What you will do | Update all of the data below by swapping "Reviewer note" for "Annotator note" everywhere it appears, and keep every other character as it is.

Dataset content |
--- Begin ---
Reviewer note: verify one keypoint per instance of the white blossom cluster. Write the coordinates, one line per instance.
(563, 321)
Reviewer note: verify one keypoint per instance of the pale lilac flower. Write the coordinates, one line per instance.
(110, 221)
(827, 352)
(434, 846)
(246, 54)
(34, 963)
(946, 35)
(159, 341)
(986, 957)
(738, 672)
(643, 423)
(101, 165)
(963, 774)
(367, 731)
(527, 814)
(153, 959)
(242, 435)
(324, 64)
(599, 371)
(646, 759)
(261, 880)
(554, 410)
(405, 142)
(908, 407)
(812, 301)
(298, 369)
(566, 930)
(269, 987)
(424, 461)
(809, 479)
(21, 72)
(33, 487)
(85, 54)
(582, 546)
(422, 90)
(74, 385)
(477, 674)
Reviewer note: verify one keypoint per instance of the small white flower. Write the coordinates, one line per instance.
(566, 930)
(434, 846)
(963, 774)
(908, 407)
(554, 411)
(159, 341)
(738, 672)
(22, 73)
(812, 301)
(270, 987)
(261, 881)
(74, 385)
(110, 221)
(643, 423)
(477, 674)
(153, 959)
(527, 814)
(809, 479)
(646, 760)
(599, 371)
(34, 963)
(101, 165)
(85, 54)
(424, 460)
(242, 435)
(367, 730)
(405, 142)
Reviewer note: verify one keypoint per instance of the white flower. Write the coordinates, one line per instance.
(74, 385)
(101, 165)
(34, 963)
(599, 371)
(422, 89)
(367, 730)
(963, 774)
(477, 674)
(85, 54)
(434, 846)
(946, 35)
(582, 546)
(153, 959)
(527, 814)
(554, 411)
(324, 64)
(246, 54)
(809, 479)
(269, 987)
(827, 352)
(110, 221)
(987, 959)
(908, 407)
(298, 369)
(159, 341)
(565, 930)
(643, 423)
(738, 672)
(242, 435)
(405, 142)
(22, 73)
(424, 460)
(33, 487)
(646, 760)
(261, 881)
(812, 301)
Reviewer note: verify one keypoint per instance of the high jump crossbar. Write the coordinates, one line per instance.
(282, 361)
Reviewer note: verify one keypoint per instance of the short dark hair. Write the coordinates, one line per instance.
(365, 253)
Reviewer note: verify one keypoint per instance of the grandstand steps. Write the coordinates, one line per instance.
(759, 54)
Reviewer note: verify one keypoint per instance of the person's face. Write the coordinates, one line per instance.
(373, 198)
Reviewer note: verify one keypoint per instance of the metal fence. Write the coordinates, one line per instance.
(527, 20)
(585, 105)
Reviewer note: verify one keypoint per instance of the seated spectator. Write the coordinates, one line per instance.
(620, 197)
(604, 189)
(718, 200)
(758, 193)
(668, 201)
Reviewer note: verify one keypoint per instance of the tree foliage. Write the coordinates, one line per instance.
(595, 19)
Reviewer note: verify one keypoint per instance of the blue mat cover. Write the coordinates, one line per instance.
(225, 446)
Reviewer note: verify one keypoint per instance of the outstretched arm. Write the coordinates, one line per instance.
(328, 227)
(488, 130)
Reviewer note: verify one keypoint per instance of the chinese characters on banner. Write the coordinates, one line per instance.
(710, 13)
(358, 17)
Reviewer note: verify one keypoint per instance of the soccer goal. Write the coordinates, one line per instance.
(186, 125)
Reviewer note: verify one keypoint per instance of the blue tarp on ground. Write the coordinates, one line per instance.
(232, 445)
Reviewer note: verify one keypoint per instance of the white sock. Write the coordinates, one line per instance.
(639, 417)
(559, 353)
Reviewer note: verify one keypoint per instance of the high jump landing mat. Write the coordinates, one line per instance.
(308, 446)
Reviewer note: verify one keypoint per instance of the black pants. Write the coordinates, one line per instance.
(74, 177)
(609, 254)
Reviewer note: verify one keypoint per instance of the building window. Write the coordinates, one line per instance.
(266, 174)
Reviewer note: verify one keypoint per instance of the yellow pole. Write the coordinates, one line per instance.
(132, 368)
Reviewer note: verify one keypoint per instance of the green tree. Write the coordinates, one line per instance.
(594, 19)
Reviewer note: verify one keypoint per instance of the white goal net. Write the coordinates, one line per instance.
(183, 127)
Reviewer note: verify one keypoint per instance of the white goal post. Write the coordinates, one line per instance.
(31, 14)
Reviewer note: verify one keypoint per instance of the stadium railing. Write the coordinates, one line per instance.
--- End ---
Result of this exercise |
Annotator note: verify one keypoint per instance of the white blossom cluster. Write the coordinates, one line per instance.
(563, 321)
Annotator note: verify one keypoint per instance of the pale lilac flower. Write the coordinates, one line per instance.
(110, 221)
(827, 352)
(434, 846)
(246, 54)
(34, 963)
(946, 35)
(159, 341)
(986, 957)
(738, 672)
(643, 423)
(101, 165)
(963, 774)
(367, 731)
(527, 814)
(153, 959)
(242, 435)
(324, 64)
(599, 371)
(646, 759)
(261, 880)
(554, 410)
(405, 142)
(908, 407)
(812, 301)
(298, 369)
(566, 930)
(269, 987)
(424, 461)
(809, 479)
(21, 72)
(33, 487)
(85, 54)
(582, 546)
(422, 90)
(74, 385)
(477, 674)
Annotator note: verify one keypoint per instance of the small white flower. Write the coordinates, one line per instance.
(566, 930)
(434, 846)
(963, 774)
(908, 407)
(554, 411)
(159, 341)
(738, 672)
(22, 73)
(812, 301)
(270, 987)
(261, 881)
(74, 385)
(110, 221)
(643, 423)
(477, 674)
(153, 959)
(527, 814)
(809, 479)
(646, 760)
(599, 371)
(34, 963)
(101, 165)
(85, 54)
(424, 460)
(242, 435)
(367, 730)
(405, 142)
Annotator note: verify one keypoint per instance of the white flower. Write the coordinates, one line per instance.
(74, 385)
(101, 165)
(34, 963)
(599, 371)
(422, 89)
(367, 730)
(963, 774)
(477, 674)
(85, 54)
(434, 846)
(946, 35)
(582, 546)
(153, 959)
(527, 814)
(554, 411)
(324, 64)
(246, 54)
(809, 479)
(269, 987)
(827, 352)
(110, 221)
(987, 959)
(908, 407)
(298, 369)
(159, 341)
(565, 930)
(643, 423)
(738, 672)
(242, 435)
(405, 142)
(22, 73)
(424, 460)
(33, 487)
(646, 760)
(261, 881)
(812, 301)
Annotator note: verify one keypoint per instance of the high jump crossbar. Write the coordinates, one line per instance.
(282, 361)
Annotator note: verify one keypoint per instance of the short dark hair. Write the coordinates, one line per instance.
(365, 253)
Annotator note: verify one keypoint per instance of the grandstand steps. Write the coordinates, one line per instance.
(759, 54)
Annotator note: verify one keypoint per instance of the person's face. Write the coordinates, one line per instance.
(373, 198)
Annotator note: verify one keypoint per instance of the metal fence. Write the coordinates, one line per instance.
(527, 20)
(585, 105)
Annotator note: verify one keypoint per instance of the seated spectator. Write the coordinates, one line per instance.
(620, 197)
(604, 189)
(718, 200)
(758, 193)
(668, 201)
Annotator note: verify one keypoint per instance of the tree foliage. Write the coordinates, one line per instance.
(595, 19)
Annotator note: verify one keypoint per instance of the blue mat cover. Write the coordinates, one line per instance.
(225, 446)
Annotator note: verify one keypoint per instance of the outstretched arm. Write the coordinates, one line per instance.
(328, 227)
(488, 130)
Annotator note: verify one keypoint per instance of the chinese characters on banner. Write the coordinates, one line per instance.
(710, 13)
(358, 17)
Annotator note: verify one keypoint per instance of the soccer goal. Write the coordinates, one line per instance.
(186, 125)
Annotator note: verify one keypoint per instance of the blue tarp on ground. Write the coordinates, one line per instance.
(232, 445)
Annotator note: verify one keypoint per instance of the white sock. Write the coordinates, one line per instance.
(639, 417)
(559, 353)
Annotator note: verify one keypoint per instance of the high jump landing mat. Write the coordinates, one line per instance.
(308, 446)
Annotator note: verify one keypoint per instance of the black pants. Write the coordinates, one line per instance.
(74, 177)
(609, 254)
Annotator note: verify one keypoint per instance of the building window. Write the coordinates, one line per instance.
(266, 174)
Annotator note: verify one keypoint per instance of the yellow pole. Write the coordinates, one line per instance.
(132, 368)
Annotator note: verify one keypoint per instance of the green tree. Write the coordinates, one line per instance.
(594, 19)
Annotator note: verify one keypoint per instance of the white goal net. Write the coordinates, one line per instance.
(183, 127)
Annotator note: verify one keypoint per instance of the white goal post. Write the coordinates, one line per instance.
(31, 14)
Annotator note: verify one keypoint per instance of the stadium railing. Write the coordinates, one line per instance.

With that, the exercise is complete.